**Work task**
In the entries that follow, find the line containing "Query: long wavy brown hair"; from there, copy every line exactly through the line containing "small green foliage, one point per instance.".
- - - - - - -
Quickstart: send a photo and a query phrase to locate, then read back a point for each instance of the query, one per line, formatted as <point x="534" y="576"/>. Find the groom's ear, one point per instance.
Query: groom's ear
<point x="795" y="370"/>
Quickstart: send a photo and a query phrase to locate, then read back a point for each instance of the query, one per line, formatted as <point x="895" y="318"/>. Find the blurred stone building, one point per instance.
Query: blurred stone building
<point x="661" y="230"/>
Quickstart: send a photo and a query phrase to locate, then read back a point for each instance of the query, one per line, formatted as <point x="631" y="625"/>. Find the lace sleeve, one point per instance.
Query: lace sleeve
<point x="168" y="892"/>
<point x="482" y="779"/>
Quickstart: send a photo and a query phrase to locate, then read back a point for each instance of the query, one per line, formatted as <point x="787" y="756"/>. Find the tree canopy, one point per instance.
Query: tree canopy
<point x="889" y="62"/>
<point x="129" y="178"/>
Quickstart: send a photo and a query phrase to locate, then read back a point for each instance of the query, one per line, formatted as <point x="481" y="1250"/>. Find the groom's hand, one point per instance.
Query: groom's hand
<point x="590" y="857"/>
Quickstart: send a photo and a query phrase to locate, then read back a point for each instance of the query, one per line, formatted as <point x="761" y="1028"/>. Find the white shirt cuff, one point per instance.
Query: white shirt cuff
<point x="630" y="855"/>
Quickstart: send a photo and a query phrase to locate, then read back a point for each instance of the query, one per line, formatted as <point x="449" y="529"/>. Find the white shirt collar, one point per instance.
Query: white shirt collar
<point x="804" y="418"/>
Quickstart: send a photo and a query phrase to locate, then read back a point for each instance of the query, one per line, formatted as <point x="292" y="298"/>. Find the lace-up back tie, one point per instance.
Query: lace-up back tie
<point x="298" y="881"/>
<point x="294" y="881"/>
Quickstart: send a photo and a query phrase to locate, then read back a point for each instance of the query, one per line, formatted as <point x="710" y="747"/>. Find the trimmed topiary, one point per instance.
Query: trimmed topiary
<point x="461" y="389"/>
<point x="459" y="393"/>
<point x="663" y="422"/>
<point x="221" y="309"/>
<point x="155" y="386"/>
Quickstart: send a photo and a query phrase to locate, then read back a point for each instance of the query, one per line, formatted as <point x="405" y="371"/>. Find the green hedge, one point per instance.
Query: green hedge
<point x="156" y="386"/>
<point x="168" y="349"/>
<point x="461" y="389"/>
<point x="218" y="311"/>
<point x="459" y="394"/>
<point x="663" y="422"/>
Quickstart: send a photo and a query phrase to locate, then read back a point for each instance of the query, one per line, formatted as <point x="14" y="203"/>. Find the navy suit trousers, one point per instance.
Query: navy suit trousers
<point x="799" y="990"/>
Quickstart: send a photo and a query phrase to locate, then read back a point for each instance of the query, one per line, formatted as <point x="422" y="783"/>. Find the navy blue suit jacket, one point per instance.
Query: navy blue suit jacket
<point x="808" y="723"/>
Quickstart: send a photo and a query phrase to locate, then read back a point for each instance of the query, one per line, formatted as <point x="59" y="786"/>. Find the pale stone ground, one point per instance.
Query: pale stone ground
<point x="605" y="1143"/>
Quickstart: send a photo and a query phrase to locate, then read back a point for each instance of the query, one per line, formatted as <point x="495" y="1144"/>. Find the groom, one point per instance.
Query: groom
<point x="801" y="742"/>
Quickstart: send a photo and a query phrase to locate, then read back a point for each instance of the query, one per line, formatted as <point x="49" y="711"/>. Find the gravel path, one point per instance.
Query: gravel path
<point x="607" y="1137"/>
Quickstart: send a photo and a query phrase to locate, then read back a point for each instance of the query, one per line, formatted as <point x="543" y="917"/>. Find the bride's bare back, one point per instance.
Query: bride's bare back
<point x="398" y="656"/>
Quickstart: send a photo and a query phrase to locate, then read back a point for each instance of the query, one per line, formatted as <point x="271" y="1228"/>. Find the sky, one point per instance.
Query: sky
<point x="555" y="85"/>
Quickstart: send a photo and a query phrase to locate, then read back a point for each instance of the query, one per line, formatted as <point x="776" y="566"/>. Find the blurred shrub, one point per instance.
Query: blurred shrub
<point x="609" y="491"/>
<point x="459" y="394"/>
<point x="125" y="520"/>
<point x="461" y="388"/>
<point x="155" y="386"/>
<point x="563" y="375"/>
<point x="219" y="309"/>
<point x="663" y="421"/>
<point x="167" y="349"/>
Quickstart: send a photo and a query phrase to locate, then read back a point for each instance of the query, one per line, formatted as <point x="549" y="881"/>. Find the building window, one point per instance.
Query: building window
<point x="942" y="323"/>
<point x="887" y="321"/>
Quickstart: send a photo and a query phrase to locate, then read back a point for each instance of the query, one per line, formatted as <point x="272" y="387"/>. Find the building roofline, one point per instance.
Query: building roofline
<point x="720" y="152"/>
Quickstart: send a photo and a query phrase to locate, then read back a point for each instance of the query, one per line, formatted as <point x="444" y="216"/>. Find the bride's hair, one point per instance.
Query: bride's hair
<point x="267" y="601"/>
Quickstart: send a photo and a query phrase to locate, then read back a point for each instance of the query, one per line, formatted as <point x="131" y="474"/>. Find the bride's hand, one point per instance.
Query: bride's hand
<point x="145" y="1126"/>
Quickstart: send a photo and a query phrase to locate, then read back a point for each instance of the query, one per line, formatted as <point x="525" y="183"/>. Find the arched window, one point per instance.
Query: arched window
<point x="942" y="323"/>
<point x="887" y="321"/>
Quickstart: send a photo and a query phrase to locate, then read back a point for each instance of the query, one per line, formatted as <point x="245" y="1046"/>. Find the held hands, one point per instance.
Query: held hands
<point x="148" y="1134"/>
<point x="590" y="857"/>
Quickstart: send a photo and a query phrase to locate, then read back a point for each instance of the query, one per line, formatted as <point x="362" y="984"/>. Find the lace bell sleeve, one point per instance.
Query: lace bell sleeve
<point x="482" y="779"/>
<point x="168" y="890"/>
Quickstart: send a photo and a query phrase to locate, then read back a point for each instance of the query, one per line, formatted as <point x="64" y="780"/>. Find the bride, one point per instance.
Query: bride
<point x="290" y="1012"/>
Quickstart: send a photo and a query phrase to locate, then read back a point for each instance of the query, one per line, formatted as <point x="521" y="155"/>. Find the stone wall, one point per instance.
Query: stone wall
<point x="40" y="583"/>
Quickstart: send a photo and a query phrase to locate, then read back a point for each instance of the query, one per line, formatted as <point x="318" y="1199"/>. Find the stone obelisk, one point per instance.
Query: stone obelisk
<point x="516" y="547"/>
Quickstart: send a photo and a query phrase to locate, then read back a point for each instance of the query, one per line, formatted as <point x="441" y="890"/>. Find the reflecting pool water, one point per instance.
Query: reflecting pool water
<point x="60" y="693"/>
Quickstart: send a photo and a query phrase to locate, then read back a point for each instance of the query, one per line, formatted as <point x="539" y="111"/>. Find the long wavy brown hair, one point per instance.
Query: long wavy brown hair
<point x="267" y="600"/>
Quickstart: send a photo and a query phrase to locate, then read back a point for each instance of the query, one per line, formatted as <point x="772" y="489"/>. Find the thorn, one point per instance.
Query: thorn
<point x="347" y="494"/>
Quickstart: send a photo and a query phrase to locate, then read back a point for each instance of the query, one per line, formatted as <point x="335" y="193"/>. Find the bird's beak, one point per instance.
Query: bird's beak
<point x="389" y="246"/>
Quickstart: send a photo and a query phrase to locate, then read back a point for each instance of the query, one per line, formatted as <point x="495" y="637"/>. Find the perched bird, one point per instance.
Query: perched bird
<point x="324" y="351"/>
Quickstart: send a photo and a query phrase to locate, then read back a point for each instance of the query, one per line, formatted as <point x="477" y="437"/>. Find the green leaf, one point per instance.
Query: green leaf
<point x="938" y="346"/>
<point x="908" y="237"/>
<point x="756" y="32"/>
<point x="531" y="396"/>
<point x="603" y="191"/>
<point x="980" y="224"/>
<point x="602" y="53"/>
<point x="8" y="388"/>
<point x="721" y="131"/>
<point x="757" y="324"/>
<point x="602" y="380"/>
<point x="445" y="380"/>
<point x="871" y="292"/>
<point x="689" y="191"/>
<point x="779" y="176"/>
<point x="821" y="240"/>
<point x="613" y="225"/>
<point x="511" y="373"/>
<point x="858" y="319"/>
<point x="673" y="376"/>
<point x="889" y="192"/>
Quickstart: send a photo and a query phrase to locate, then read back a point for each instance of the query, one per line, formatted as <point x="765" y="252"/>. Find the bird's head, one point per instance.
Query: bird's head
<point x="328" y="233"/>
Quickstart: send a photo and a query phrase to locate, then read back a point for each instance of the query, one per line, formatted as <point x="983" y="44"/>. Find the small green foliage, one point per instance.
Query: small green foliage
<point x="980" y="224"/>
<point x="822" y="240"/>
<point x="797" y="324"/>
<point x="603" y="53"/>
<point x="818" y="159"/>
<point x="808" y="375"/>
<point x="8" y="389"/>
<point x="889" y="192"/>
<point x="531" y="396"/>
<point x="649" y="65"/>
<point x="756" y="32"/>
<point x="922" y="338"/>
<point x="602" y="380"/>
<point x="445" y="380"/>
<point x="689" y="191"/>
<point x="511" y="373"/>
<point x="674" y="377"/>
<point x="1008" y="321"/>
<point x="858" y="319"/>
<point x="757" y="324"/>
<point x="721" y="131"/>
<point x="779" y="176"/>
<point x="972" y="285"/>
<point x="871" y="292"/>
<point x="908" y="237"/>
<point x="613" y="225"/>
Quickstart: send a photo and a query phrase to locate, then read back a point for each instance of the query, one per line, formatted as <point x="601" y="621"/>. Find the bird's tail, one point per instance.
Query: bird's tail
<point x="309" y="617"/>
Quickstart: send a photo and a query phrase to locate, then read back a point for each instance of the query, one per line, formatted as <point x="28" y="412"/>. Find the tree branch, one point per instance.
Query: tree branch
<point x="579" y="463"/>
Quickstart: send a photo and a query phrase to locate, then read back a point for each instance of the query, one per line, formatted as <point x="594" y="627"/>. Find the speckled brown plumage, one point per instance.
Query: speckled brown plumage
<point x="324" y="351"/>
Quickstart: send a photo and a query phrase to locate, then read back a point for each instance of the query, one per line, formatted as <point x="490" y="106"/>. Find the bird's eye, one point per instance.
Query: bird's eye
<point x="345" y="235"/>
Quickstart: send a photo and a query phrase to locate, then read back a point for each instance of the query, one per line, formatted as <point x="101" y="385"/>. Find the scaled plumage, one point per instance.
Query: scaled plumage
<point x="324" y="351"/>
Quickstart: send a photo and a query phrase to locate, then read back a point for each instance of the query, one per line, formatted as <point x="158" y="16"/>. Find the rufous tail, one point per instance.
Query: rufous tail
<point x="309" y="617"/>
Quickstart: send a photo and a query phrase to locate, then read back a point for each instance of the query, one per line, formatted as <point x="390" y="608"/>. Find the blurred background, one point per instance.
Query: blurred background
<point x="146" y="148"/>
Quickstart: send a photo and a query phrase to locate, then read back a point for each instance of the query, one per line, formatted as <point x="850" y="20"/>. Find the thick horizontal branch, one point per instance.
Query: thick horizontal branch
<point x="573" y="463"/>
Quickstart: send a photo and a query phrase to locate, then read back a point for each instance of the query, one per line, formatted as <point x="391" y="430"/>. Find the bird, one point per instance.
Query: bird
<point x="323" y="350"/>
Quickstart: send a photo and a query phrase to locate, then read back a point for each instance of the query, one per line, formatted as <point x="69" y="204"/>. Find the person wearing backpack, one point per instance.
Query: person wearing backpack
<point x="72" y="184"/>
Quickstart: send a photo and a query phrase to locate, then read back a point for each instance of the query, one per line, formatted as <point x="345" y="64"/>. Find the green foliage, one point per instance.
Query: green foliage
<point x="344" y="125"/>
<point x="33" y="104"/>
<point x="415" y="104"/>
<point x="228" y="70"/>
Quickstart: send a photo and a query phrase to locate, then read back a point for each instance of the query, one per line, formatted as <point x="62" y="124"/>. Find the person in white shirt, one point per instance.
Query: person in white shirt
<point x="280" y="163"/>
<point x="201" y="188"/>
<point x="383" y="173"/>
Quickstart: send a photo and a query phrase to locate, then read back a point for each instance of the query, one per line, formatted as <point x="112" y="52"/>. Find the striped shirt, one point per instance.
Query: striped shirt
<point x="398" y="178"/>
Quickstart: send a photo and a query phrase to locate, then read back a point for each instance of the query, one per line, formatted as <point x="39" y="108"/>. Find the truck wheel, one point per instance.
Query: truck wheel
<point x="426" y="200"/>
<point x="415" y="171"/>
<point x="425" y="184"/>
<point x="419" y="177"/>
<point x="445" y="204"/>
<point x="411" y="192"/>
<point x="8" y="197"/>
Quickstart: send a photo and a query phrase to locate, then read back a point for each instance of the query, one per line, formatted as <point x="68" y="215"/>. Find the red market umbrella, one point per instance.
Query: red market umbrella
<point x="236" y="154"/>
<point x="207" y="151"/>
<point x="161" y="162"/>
- - - - - - -
**Problem solution**
Query: long wavy brown hair
<point x="267" y="600"/>
Quickstart: send a photo and a query phrase to locate, then read back a point for each instance of the query, one per line, formatted as <point x="772" y="489"/>. Find the thorn, one point per instance.
Query: thorn
<point x="347" y="494"/>
Quickstart: send a photo and a query phrase to locate, then read back a point for each instance of the query, one per line, formatted as <point x="335" y="193"/>. Find the bird's beak, one point per instance.
Query: bird's beak
<point x="389" y="246"/>
Quickstart: send a photo and a query phrase to locate, then read back a point for each instance of the query, one per line, formatted as <point x="495" y="637"/>. Find the perched bird, one point per instance.
Query: perched bird
<point x="324" y="351"/>
Quickstart: send a photo and a query phrase to locate, then read back a point for each instance of the query, one per line, formatted as <point x="477" y="437"/>. Find the green leaf, one point per instance.
Query: green leaf
<point x="938" y="346"/>
<point x="908" y="237"/>
<point x="756" y="32"/>
<point x="531" y="396"/>
<point x="603" y="191"/>
<point x="980" y="224"/>
<point x="602" y="53"/>
<point x="8" y="388"/>
<point x="721" y="131"/>
<point x="757" y="324"/>
<point x="602" y="380"/>
<point x="445" y="380"/>
<point x="871" y="292"/>
<point x="689" y="191"/>
<point x="779" y="176"/>
<point x="821" y="240"/>
<point x="613" y="225"/>
<point x="511" y="373"/>
<point x="858" y="319"/>
<point x="673" y="376"/>
<point x="889" y="192"/>
Quickstart: send a photo and a query phrase to locate, then read back a point for each instance of the query, one per line, formatted as <point x="765" y="252"/>. Find the bird's head, one point per instance.
Query: bird's head
<point x="328" y="233"/>
Quickstart: send a photo and a query phrase to locate, then read back a point for each instance of the query, one per line, formatted as <point x="983" y="44"/>. Find the small green foliage, one point per instance.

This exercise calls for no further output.